[Voci estratte da una raccolta]
•••

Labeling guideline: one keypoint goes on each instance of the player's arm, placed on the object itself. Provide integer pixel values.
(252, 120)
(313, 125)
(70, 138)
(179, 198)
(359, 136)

•••

- _Cosa si chiede_: Trascrivi tali e quali tutte le righe delle voci qui sopra.

- _Risposta scritta_:
Labeling guideline: one keypoint goes on each instance of the player's arm, placed on the object itself. Provide integer pixel values.
(252, 120)
(313, 125)
(70, 138)
(179, 198)
(359, 136)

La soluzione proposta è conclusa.